[Excerpt from a dataset]
►

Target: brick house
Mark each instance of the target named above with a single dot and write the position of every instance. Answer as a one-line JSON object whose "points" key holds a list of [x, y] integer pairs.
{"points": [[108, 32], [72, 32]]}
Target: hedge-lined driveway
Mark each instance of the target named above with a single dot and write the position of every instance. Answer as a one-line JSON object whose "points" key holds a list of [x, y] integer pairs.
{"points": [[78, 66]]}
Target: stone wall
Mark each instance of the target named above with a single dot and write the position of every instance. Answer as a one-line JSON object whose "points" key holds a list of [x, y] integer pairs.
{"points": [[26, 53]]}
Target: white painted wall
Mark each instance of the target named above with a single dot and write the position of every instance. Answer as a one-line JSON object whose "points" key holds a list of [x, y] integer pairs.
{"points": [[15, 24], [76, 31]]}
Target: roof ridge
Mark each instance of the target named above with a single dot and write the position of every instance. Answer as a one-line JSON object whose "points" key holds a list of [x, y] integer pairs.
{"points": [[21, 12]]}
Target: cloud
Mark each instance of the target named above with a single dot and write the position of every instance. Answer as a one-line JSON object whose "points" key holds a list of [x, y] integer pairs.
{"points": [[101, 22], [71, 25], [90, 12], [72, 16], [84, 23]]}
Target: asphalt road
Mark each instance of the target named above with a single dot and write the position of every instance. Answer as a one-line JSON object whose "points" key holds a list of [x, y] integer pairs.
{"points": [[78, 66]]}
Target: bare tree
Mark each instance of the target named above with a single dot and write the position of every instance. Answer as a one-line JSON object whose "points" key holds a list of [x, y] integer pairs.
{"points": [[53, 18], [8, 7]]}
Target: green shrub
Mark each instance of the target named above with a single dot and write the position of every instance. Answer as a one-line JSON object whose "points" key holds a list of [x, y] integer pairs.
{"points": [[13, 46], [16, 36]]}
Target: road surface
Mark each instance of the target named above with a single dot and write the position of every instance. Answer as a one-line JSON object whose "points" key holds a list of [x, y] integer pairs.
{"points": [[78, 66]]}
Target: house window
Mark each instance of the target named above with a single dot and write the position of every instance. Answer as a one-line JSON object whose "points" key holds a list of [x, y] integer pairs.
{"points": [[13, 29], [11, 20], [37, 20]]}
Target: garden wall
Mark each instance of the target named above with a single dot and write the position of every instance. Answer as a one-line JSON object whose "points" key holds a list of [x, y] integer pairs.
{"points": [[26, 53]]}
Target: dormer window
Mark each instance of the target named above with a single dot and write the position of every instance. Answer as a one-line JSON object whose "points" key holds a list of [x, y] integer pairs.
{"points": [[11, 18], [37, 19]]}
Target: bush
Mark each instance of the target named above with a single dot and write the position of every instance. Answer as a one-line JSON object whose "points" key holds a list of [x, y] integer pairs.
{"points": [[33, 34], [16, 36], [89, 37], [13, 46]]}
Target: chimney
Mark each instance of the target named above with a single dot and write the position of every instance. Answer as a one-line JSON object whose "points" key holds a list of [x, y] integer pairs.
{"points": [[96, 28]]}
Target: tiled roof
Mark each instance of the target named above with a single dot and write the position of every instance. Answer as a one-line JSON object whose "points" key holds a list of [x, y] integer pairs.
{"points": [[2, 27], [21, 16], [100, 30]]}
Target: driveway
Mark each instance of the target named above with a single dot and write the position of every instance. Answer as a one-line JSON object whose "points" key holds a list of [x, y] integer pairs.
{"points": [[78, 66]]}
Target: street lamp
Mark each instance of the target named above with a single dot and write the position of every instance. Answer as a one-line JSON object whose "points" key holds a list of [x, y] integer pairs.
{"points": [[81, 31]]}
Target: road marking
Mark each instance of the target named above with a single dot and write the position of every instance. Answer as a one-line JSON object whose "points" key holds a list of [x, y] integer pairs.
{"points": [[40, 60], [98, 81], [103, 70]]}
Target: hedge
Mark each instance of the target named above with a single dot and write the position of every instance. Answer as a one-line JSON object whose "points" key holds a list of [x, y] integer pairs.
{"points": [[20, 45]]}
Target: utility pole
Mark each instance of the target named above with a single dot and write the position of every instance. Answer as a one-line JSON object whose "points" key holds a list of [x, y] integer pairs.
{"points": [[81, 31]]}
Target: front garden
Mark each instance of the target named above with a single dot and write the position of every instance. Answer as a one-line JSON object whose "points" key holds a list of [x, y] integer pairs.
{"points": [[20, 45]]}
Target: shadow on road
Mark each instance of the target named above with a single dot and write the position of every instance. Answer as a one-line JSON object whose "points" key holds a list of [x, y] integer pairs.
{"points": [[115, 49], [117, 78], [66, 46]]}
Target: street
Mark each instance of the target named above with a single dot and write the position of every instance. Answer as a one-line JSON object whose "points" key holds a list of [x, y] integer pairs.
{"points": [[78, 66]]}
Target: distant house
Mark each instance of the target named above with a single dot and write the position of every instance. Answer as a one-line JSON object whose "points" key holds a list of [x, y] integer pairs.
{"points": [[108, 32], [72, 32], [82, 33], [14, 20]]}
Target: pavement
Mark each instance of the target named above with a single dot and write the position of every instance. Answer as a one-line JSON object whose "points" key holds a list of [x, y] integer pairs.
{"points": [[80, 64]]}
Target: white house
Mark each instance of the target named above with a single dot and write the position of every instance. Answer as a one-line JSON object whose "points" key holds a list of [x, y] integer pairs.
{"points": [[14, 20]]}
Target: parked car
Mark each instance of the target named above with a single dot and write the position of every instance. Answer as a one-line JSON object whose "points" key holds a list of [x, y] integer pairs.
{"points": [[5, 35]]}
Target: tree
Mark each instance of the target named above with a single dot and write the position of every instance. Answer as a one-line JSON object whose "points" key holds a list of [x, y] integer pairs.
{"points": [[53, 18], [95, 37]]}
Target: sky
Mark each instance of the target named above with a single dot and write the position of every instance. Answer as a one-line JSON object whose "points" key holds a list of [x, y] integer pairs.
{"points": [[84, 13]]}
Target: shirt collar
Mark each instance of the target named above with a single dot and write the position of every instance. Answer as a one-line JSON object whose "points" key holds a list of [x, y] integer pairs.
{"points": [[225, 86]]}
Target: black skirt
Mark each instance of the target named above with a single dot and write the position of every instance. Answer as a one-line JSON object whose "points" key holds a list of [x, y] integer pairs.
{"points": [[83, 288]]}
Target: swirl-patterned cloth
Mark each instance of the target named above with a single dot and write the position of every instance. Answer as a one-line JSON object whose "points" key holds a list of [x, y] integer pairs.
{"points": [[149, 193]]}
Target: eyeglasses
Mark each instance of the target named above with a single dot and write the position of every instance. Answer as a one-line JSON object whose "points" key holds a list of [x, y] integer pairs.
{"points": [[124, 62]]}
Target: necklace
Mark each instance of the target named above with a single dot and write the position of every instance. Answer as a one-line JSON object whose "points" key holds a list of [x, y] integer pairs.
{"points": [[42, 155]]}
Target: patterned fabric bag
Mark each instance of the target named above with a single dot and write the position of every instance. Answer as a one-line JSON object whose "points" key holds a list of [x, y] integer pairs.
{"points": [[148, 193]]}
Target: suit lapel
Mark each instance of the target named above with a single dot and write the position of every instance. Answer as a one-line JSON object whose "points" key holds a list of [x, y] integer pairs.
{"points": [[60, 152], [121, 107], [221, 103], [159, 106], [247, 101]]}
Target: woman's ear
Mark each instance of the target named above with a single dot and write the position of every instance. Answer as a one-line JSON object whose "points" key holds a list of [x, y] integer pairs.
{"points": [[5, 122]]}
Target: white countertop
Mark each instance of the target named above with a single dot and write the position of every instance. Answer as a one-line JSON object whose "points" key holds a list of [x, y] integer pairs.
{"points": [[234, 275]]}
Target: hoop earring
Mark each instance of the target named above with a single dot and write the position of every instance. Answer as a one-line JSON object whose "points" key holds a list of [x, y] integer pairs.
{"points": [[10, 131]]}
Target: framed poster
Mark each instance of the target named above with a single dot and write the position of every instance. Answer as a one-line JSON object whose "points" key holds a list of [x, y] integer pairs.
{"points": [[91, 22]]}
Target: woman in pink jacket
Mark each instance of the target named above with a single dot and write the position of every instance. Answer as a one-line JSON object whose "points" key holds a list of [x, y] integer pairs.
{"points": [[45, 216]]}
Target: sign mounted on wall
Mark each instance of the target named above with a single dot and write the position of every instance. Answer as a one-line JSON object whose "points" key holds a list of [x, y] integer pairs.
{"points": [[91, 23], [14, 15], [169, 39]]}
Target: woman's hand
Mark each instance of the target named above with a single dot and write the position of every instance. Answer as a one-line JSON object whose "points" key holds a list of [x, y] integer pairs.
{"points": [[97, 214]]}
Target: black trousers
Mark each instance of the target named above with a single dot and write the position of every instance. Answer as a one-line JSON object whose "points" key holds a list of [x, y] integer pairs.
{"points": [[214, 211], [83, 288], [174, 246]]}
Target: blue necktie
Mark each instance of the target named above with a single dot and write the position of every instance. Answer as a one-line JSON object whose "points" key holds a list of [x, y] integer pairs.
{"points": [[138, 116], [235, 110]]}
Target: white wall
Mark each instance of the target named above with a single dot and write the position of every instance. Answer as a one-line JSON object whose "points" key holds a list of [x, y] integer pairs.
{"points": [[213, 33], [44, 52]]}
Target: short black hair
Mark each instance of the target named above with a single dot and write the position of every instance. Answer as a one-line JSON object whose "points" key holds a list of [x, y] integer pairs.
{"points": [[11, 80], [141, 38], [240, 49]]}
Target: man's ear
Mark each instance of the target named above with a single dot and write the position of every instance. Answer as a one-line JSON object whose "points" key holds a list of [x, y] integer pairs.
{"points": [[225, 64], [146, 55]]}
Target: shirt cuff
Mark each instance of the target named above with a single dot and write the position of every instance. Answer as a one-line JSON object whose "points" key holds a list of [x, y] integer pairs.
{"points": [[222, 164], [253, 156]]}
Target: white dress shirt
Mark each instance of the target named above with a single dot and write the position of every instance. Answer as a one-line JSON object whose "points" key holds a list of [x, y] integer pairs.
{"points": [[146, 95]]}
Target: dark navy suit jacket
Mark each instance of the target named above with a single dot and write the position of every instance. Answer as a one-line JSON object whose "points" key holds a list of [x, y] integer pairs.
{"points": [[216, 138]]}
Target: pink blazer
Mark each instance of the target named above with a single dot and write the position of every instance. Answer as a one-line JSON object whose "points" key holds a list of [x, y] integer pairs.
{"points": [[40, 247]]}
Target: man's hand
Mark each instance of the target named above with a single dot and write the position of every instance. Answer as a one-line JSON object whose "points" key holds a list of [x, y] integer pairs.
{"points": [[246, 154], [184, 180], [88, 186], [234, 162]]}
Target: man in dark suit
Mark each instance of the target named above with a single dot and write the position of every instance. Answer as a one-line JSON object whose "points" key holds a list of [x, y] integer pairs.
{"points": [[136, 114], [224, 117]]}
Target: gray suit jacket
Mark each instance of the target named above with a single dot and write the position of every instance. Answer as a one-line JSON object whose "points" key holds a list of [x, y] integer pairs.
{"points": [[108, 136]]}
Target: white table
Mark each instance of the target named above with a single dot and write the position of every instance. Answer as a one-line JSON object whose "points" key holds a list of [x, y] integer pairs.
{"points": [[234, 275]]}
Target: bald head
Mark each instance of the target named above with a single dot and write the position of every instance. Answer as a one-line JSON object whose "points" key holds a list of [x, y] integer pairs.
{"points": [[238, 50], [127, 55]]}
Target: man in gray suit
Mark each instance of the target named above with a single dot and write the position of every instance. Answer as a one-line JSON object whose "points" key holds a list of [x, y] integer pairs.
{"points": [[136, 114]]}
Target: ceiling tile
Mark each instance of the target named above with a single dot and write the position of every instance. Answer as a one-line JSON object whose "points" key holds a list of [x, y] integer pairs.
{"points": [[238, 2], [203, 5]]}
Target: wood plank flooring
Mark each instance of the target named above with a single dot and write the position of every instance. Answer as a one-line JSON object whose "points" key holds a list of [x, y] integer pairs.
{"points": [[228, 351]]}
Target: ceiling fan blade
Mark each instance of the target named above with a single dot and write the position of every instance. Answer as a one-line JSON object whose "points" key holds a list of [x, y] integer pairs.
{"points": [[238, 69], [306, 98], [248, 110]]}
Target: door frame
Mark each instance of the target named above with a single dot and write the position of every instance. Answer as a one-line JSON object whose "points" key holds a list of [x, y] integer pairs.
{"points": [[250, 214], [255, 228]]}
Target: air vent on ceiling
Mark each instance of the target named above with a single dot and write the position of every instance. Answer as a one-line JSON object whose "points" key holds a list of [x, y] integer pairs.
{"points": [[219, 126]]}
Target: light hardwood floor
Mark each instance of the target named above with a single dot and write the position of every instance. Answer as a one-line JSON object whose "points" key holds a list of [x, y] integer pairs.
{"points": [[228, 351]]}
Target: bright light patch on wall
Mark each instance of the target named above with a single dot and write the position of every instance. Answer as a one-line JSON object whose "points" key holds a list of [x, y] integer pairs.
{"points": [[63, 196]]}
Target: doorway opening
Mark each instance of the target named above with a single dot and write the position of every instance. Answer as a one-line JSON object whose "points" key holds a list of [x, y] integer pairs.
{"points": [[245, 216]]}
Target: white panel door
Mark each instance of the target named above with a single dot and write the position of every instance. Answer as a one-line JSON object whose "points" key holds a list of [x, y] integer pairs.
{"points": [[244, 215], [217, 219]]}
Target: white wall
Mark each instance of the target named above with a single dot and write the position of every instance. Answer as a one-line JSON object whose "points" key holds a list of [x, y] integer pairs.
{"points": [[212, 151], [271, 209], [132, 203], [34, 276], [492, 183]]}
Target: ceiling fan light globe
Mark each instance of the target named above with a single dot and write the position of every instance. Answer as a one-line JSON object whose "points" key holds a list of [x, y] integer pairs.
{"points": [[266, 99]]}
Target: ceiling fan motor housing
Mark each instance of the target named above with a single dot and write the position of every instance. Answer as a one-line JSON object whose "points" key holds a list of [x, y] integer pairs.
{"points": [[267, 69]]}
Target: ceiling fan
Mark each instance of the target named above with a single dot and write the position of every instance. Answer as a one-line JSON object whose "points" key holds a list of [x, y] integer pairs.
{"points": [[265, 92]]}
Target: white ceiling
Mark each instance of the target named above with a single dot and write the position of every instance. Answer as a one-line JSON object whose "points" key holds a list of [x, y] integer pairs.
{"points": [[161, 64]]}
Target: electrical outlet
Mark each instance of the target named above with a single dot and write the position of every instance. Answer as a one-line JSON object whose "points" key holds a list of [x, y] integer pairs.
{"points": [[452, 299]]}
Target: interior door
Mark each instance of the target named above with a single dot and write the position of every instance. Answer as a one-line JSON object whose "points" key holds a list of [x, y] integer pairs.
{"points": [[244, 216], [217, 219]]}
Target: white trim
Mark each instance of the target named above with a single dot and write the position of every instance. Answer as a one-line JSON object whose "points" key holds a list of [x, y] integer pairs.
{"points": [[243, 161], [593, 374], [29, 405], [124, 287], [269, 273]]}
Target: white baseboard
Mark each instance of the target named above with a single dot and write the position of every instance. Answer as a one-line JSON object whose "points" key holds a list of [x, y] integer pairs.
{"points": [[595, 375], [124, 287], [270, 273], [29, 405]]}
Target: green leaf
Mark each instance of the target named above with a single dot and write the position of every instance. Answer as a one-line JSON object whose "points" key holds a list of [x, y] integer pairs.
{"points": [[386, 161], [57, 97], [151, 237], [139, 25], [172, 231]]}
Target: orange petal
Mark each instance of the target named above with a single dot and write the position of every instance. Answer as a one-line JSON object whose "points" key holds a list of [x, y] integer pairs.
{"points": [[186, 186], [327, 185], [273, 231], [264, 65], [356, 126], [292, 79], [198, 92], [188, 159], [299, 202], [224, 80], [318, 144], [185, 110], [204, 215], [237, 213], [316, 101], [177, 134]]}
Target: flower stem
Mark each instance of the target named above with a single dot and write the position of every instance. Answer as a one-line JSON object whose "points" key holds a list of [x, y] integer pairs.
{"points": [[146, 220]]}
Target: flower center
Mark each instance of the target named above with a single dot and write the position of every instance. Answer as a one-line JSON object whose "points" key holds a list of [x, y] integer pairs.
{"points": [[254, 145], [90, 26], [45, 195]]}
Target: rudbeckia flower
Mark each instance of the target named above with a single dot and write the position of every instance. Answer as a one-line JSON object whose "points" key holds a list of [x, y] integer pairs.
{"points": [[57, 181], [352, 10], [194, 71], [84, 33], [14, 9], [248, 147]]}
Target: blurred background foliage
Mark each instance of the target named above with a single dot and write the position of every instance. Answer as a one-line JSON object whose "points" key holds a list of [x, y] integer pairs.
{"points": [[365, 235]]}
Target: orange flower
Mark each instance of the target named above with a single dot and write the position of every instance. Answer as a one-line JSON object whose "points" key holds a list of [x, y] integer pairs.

◄

_EXERCISE BRIEF_. Write the lines out verbatim, from the one with "Target: blurred background foliage" through the last line of the entries, and stop there.

_SOLVED PROBLEM_.
Target: blurred background foliage
Mark each instance of the target named above with a single dot and write the position of every instance. Answer as a one-line JSON object whose "points" key holds a list of [x, y] integer pairs.
{"points": [[365, 235]]}
Target: orange flower
Mark each instance of the target named above with a single dot and write the position of every instance. Answer as a one-line JSON object whose "points" key holds a list of [x, y] integer pairs.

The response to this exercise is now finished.